* Description of the task: Transcribe precisely those lines of the listing that fall between the line containing "label the gray carpet" and the last line, inclusive of both.

* Raw data:
+++++

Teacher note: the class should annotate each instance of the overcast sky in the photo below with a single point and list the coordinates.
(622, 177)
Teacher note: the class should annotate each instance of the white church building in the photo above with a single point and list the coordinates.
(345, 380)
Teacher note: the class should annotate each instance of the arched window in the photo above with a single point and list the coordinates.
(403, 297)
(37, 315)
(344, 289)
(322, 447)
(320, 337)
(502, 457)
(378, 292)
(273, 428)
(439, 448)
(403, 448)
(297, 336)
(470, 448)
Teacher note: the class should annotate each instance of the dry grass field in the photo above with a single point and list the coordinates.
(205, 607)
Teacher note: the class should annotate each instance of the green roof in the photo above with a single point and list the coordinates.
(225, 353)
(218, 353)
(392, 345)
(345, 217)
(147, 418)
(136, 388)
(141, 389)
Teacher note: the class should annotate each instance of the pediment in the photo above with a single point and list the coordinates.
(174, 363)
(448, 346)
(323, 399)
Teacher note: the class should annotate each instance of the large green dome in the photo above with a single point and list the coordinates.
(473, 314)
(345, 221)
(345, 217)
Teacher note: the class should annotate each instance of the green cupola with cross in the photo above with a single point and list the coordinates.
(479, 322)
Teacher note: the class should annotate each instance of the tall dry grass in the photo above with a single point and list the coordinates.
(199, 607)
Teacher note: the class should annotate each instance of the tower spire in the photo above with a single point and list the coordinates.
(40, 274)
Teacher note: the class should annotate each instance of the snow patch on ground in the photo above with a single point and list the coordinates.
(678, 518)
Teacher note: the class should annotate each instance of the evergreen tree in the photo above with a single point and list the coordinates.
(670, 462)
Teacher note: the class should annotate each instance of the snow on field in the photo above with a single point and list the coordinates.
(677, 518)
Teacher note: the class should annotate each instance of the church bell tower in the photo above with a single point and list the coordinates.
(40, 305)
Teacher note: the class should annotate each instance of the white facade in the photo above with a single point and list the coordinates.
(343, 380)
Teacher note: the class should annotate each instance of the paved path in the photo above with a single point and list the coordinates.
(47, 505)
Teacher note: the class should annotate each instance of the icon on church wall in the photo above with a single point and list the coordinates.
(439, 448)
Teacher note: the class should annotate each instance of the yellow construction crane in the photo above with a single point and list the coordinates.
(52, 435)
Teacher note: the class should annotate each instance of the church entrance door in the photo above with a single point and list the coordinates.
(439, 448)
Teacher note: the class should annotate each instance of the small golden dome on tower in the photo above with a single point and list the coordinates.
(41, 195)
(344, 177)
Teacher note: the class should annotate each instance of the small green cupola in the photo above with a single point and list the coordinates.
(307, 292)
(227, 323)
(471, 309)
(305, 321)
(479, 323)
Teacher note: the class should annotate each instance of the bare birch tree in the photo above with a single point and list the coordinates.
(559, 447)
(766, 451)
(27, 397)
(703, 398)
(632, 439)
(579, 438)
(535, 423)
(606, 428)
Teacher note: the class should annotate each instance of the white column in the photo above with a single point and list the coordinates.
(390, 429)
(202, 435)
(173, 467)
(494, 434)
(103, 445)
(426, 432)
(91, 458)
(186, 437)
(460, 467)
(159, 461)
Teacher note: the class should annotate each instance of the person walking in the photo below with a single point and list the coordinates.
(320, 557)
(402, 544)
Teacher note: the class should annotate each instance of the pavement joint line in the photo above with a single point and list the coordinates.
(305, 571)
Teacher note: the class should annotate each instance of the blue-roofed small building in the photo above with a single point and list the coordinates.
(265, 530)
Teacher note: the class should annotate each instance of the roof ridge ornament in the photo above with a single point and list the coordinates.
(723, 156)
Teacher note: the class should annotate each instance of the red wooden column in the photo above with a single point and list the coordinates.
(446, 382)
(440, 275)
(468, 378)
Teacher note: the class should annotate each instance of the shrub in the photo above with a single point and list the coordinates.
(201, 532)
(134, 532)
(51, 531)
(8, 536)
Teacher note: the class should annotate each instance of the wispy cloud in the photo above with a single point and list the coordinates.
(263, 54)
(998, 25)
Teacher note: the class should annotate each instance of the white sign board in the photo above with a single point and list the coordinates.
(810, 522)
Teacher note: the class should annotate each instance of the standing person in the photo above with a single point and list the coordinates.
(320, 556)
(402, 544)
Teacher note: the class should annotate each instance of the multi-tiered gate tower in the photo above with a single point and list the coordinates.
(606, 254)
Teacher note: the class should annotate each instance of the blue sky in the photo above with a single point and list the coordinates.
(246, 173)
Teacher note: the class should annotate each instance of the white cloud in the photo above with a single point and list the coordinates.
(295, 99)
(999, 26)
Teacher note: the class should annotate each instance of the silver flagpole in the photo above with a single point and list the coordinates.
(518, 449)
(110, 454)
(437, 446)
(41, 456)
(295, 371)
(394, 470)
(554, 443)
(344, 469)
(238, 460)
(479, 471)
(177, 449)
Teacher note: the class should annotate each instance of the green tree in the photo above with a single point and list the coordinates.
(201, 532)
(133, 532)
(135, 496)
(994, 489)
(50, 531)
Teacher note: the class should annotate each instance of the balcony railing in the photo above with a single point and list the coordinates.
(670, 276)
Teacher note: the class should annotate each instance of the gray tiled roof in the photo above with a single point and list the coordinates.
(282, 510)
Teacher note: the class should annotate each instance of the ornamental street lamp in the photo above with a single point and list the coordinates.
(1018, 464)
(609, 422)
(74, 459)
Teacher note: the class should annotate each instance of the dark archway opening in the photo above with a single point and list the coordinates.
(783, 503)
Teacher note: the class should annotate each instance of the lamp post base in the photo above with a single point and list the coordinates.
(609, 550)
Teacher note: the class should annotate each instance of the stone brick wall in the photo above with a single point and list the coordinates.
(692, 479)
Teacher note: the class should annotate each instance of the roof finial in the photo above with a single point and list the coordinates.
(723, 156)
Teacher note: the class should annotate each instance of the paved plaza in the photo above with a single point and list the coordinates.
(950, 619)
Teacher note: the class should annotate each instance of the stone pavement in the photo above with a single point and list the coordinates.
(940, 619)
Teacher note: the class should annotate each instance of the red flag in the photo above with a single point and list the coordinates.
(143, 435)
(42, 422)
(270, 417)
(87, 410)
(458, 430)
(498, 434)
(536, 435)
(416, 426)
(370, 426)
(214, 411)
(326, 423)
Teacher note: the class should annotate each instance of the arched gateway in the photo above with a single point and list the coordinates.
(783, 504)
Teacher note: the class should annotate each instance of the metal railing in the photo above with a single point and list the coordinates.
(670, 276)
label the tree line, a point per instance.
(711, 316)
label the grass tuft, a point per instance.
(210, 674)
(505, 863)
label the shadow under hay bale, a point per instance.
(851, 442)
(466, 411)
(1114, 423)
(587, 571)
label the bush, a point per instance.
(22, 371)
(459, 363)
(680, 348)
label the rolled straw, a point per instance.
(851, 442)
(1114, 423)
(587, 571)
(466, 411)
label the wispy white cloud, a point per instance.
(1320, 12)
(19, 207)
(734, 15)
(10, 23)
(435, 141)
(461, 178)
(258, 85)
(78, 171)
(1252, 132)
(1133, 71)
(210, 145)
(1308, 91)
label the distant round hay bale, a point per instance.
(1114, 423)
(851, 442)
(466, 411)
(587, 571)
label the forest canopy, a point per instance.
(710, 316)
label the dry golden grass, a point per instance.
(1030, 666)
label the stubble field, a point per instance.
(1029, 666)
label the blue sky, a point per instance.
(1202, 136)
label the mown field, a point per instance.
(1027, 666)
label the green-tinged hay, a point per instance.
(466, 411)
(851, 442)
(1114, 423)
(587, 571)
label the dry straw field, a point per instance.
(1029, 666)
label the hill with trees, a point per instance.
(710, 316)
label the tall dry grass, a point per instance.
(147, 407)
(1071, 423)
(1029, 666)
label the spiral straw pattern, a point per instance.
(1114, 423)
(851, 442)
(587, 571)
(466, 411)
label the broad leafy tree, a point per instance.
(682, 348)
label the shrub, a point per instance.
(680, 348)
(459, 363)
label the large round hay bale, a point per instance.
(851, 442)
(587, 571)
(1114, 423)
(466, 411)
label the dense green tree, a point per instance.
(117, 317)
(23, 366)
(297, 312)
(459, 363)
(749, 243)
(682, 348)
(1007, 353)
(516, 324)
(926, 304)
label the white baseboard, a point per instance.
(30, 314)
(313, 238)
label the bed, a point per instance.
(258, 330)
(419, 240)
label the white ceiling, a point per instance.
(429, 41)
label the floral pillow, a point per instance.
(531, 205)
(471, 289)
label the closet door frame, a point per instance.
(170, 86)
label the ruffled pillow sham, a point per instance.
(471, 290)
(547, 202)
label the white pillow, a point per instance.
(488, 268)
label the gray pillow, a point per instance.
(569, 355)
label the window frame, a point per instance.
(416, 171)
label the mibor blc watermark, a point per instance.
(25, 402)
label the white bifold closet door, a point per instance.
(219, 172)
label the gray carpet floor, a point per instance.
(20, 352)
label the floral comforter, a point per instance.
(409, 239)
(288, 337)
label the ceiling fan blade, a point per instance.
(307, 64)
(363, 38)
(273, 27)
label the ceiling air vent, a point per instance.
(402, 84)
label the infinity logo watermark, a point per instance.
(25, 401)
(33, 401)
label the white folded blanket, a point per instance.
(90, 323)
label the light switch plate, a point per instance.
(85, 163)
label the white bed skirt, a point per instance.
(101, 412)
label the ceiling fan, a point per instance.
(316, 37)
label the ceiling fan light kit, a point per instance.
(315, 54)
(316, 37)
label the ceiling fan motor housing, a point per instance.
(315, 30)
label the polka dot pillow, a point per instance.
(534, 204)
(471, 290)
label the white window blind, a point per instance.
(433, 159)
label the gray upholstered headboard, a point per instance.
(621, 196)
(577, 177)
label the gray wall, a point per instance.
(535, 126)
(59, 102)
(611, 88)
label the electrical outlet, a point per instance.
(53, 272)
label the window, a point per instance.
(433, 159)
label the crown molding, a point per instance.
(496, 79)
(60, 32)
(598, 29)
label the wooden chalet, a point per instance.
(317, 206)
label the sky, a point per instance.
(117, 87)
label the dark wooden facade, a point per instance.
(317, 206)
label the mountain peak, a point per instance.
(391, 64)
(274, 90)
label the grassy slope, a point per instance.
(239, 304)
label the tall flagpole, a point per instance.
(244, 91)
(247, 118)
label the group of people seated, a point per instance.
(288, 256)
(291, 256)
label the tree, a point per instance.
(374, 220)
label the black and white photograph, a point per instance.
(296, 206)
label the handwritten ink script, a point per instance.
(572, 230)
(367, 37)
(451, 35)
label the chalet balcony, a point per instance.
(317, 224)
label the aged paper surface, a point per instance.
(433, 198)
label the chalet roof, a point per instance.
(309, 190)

+++++

* In response:
label the gray carpet floor, a point per instance.
(20, 352)
label the floral comforter, a point per instance.
(409, 239)
(288, 337)
label the ceiling fan blade, a point per instance.
(307, 64)
(363, 38)
(273, 27)
label the ceiling air vent, a point per instance.
(402, 84)
label the infinity logo watermark, a point per instance.
(25, 401)
(33, 401)
label the white folded blanket, a point per instance.
(90, 323)
label the light switch plate, a point per instance.
(85, 163)
label the white bed skirt, a point per instance.
(101, 412)
label the ceiling fan, a point per instance.
(316, 37)
label the ceiling fan light kit, a point per instance.
(315, 54)
(316, 37)
label the ceiling fan motor housing, a point per instance.
(315, 30)
label the polka dot pillow, a point per instance.
(534, 204)
(471, 290)
label the white window blind, a point per instance.
(433, 159)
label the gray upholstered headboard, a point per instance.
(621, 196)
(577, 177)
label the gray wall, a point per instance.
(535, 126)
(59, 102)
(611, 88)
label the electrical outlet, a point per instance.
(53, 272)
label the window, a point per instance.
(433, 159)
label the crown molding, a point per instance.
(496, 79)
(60, 32)
(598, 29)
label the wooden chalet, a point per instance.
(317, 206)
label the sky, a point per instance.
(117, 87)
label the dark wooden facade, a point per instance.
(317, 206)
label the mountain peak, a point per instance.
(391, 64)
(274, 90)
label the grassy slope, a point per instance.
(239, 304)
label the tall flagpole, a point per instance.
(244, 91)
(247, 118)
label the group of people seated, a point per instance.
(288, 256)
(291, 256)
label the tree, a point per instance.
(374, 220)
label the black and white photograph, a point per instance.
(296, 206)
label the handwritten ink script, a point per instance.
(572, 230)
(367, 37)
(451, 35)
label the chalet balcony, a point per instance.
(317, 224)
label the aged paper surface, a point per instance.
(433, 198)
label the chalet roof, a point per instance.
(309, 190)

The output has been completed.